◆ **ISTRUZIONI E REQUISITI**
Riscrivi come lista numerata le righe dell'elenco a partire da quella che contiene "Would you be able to locate the metal" fino a quella che contiene "<point>182,762</point>", entrambe incluse. Ometti le righe vuote.
++++++++++
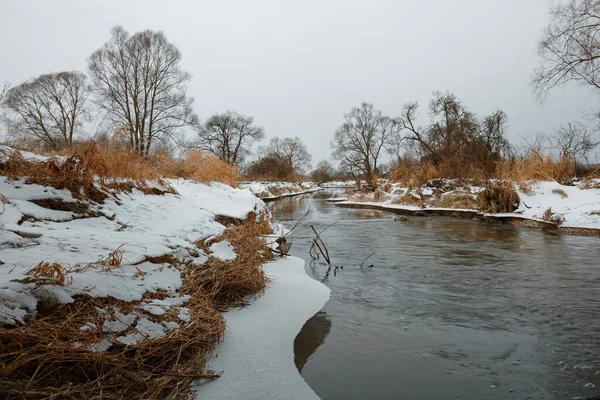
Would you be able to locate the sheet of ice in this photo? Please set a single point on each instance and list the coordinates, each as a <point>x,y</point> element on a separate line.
<point>257,354</point>
<point>223,250</point>
<point>576,206</point>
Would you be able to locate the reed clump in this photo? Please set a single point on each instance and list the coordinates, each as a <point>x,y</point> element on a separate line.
<point>53,356</point>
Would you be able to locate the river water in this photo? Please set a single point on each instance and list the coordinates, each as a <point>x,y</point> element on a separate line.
<point>449,309</point>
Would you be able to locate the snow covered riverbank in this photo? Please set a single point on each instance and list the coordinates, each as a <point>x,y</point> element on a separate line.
<point>257,354</point>
<point>136,278</point>
<point>269,191</point>
<point>542,205</point>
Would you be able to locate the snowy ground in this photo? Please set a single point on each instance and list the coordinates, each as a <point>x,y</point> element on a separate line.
<point>275,190</point>
<point>574,206</point>
<point>338,184</point>
<point>131,226</point>
<point>77,245</point>
<point>257,355</point>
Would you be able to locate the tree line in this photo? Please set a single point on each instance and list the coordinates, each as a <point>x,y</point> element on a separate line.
<point>136,87</point>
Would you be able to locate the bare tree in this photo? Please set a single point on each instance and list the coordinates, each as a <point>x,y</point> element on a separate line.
<point>491,145</point>
<point>4,89</point>
<point>290,150</point>
<point>570,47</point>
<point>359,142</point>
<point>575,141</point>
<point>535,145</point>
<point>49,109</point>
<point>456,139</point>
<point>141,86</point>
<point>229,136</point>
<point>323,172</point>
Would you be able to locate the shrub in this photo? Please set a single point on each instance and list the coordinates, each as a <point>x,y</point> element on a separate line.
<point>550,216</point>
<point>560,192</point>
<point>498,197</point>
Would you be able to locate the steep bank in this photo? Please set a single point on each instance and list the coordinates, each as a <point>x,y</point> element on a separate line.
<point>257,354</point>
<point>547,206</point>
<point>270,191</point>
<point>117,288</point>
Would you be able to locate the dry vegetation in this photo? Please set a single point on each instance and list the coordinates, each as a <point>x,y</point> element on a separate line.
<point>50,356</point>
<point>93,171</point>
<point>530,168</point>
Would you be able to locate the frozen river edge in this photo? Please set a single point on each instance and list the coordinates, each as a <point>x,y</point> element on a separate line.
<point>257,353</point>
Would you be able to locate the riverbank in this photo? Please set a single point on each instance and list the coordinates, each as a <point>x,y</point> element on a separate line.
<point>271,191</point>
<point>546,206</point>
<point>257,354</point>
<point>120,287</point>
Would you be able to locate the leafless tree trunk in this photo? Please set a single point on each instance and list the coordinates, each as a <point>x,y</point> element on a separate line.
<point>48,109</point>
<point>141,86</point>
<point>569,49</point>
<point>291,150</point>
<point>229,136</point>
<point>575,142</point>
<point>359,142</point>
<point>4,89</point>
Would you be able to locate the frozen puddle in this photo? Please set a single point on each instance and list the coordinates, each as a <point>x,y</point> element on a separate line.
<point>257,354</point>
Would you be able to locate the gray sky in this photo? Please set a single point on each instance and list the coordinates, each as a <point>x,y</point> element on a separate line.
<point>298,66</point>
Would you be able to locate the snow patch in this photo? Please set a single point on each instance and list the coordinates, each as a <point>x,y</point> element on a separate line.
<point>257,353</point>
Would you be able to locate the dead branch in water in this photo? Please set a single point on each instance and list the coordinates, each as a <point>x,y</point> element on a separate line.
<point>366,258</point>
<point>319,244</point>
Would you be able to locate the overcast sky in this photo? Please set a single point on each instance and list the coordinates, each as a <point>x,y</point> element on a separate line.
<point>298,66</point>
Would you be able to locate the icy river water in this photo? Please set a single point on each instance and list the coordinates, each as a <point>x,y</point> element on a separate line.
<point>450,309</point>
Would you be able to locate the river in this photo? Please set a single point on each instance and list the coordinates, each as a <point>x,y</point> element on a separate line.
<point>446,308</point>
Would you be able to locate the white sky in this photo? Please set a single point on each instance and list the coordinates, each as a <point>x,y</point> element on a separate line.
<point>298,66</point>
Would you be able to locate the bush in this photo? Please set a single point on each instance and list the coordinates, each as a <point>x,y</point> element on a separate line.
<point>271,168</point>
<point>498,198</point>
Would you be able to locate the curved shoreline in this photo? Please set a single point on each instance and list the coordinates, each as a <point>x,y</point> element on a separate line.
<point>257,353</point>
<point>505,219</point>
<point>269,199</point>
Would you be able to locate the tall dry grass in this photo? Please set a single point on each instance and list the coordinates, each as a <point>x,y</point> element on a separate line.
<point>90,171</point>
<point>536,167</point>
<point>532,167</point>
<point>197,167</point>
<point>49,357</point>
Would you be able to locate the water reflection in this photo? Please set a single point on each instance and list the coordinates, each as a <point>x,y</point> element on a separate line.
<point>450,308</point>
<point>313,334</point>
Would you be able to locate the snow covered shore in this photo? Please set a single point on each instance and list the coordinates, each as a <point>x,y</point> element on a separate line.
<point>257,355</point>
<point>543,205</point>
<point>135,225</point>
<point>269,191</point>
<point>141,272</point>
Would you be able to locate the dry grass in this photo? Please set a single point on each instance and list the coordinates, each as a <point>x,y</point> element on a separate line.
<point>380,195</point>
<point>527,187</point>
<point>409,200</point>
<point>535,167</point>
<point>551,216</point>
<point>50,356</point>
<point>69,174</point>
<point>198,167</point>
<point>589,183</point>
<point>498,197</point>
<point>90,174</point>
<point>229,282</point>
<point>414,174</point>
<point>455,200</point>
<point>560,192</point>
<point>532,167</point>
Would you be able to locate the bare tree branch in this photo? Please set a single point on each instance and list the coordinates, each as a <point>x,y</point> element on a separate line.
<point>141,86</point>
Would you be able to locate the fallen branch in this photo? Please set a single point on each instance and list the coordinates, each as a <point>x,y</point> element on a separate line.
<point>366,258</point>
<point>319,244</point>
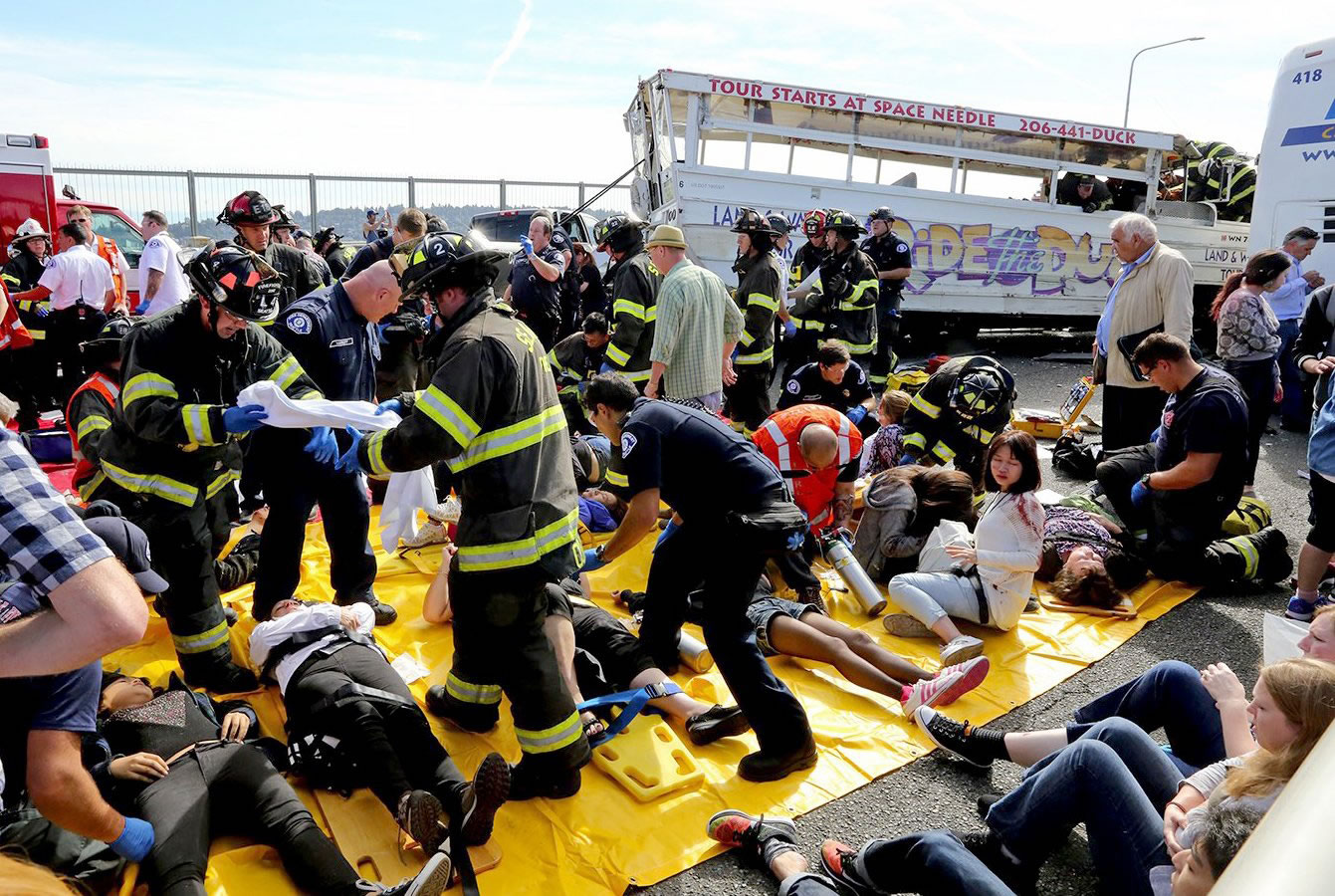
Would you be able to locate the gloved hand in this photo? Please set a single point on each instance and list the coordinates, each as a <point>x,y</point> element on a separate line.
<point>243,419</point>
<point>322,445</point>
<point>348,461</point>
<point>591,561</point>
<point>135,840</point>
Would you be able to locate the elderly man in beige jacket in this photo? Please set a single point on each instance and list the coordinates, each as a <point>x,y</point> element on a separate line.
<point>1154,292</point>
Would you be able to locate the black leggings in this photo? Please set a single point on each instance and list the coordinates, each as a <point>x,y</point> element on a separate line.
<point>231,788</point>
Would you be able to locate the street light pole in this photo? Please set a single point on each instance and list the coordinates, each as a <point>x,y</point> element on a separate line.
<point>1126,113</point>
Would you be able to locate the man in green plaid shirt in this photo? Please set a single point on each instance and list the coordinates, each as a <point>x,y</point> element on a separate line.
<point>699,326</point>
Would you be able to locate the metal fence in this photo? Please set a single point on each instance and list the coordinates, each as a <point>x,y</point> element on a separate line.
<point>191,199</point>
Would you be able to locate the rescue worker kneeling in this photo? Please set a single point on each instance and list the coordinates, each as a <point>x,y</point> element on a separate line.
<point>492,413</point>
<point>337,688</point>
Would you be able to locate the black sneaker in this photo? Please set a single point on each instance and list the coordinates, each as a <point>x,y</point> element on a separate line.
<point>488,792</point>
<point>952,736</point>
<point>715,723</point>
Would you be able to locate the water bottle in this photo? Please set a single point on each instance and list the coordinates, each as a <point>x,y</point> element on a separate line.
<point>841,559</point>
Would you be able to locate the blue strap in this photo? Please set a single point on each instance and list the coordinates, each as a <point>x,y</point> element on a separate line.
<point>631,703</point>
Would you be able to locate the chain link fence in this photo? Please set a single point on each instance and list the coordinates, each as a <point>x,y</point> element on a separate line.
<point>192,199</point>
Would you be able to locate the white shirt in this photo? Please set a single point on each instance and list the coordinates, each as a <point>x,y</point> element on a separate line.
<point>160,255</point>
<point>77,274</point>
<point>309,618</point>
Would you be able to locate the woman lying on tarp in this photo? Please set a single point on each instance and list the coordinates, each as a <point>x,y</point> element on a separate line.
<point>182,762</point>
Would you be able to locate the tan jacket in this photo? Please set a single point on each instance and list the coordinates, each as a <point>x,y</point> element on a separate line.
<point>1158,292</point>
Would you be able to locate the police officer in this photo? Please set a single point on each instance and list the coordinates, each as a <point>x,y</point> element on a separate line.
<point>171,448</point>
<point>834,380</point>
<point>332,334</point>
<point>758,296</point>
<point>492,409</point>
<point>634,293</point>
<point>736,512</point>
<point>958,413</point>
<point>850,288</point>
<point>893,263</point>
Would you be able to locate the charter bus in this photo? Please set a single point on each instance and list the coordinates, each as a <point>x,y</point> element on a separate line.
<point>975,192</point>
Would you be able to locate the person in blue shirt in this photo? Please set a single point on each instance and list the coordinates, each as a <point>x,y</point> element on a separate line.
<point>332,333</point>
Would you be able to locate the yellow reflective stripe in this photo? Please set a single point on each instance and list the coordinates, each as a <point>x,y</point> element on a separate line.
<point>510,438</point>
<point>521,552</point>
<point>287,372</point>
<point>203,641</point>
<point>466,692</point>
<point>925,406</point>
<point>220,482</point>
<point>759,358</point>
<point>549,740</point>
<point>145,386</point>
<point>196,423</point>
<point>446,413</point>
<point>91,423</point>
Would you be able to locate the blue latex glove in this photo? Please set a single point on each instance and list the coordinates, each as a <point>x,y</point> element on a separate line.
<point>243,419</point>
<point>322,445</point>
<point>591,561</point>
<point>348,462</point>
<point>135,840</point>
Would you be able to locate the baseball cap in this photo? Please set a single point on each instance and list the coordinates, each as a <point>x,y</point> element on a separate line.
<point>129,545</point>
++++++++++
◆ **RISPOSTA AL COMPITO**
1. Would you be able to locate the metal fence in this photo? Please set a single point on each instance and list the coordinates, each as a <point>x,y</point> element on a separate line.
2. <point>191,199</point>
3. Would you be able to locate the rescue worker kneeling in this photo? Please set a single point on each instance and list the coordinates, each as a <point>x,y</point> element on a separate line.
4. <point>492,413</point>
5. <point>337,688</point>
6. Would you be able to locate the black sneaker in this photo? Please set a single point on each instance and list the coordinates, each as a <point>x,y</point> element on a separate line.
7. <point>488,792</point>
8. <point>952,736</point>
9. <point>715,723</point>
10. Would you be able to locate the water bottle in this photo? Please set a single point on each instance and list the coordinates, each as a <point>x,y</point> element on a separate line.
11. <point>841,559</point>
12. Would you be able to locate the blue strap in this photo? Please set a single point on each instance and list the coordinates, each as a <point>x,y</point> element on a separate line.
13. <point>631,703</point>
14. Would you be able to locate the chain link fence in this photo? Please set a single point on each instance and list the coordinates, each as a <point>x,y</point> element on a separate line.
15. <point>192,199</point>
16. Would you be able to locate the white shirt in this photo? Please set a single point on each instance and list the coordinates, each as a <point>x,y</point> element on a separate line.
17. <point>160,255</point>
18. <point>77,274</point>
19. <point>309,618</point>
20. Would you be able to locate the woman lying on tarp in this photo? Please set a single point on each instance and list the coordinates, each as a <point>x,y</point> element on a separate line.
21. <point>182,762</point>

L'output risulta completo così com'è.